Excerpts of location labeling data:
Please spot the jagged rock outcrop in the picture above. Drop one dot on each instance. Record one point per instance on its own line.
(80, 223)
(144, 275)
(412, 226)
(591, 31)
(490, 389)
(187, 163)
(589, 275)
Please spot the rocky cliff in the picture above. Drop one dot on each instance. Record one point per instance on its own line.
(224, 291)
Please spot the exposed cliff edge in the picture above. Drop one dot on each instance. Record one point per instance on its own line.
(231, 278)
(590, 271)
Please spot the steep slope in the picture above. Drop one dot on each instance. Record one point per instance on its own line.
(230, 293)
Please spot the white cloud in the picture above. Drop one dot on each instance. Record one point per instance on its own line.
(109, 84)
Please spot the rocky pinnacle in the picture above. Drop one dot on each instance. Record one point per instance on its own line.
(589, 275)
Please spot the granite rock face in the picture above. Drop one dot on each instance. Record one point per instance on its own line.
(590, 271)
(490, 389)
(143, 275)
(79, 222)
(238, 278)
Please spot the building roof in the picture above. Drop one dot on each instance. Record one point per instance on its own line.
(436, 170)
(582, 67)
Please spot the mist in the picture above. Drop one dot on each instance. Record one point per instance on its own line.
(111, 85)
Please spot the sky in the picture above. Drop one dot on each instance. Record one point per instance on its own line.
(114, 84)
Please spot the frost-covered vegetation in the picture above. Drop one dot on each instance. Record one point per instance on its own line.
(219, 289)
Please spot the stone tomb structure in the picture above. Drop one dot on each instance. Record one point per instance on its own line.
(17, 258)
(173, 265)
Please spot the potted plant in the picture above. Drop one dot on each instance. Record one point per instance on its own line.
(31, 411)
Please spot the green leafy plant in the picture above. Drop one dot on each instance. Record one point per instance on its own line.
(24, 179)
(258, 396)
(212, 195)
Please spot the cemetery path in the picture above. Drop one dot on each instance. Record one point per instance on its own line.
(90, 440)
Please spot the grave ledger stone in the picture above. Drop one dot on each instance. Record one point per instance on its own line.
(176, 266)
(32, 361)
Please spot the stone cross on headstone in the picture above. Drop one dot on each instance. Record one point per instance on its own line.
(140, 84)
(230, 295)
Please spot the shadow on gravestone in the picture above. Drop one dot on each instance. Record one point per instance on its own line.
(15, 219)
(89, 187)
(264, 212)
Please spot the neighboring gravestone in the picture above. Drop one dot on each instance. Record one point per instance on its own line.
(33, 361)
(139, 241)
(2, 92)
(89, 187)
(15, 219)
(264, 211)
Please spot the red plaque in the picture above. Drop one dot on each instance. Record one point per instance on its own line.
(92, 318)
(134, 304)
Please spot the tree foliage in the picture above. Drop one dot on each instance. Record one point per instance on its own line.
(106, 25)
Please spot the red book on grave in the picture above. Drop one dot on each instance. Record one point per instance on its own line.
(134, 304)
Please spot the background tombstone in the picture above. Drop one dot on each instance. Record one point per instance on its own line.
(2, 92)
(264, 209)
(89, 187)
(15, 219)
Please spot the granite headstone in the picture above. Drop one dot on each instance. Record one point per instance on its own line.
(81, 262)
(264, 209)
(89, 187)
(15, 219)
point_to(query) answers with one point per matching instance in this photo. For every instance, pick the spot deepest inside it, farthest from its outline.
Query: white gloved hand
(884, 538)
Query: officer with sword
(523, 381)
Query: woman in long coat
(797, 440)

■ TASK REQUIREMENTS
Return exactly the lines from the line bearing "Please spot the background" to the end of the records, inclusive of both; include no other lines.

■ OUTPUT FOR THIS TASK
Please spot the background tombstone in the picture above. Drop one dot on each instance. Record one point per instance on its own line.
(2, 92)
(264, 209)
(89, 187)
(15, 219)
Please spot the granite headstone in the picture above. Drop one dot on each instance. Record one point per instance on its own line.
(81, 262)
(264, 209)
(89, 187)
(15, 219)
point_to(query) answers with one point per matching instance in this photo. For every instance, pick the spot deepest inside it, farthest from its outline.
Query: white gloved hand
(884, 538)
Query: officer with sword
(523, 381)
Query: woman in long coat
(797, 440)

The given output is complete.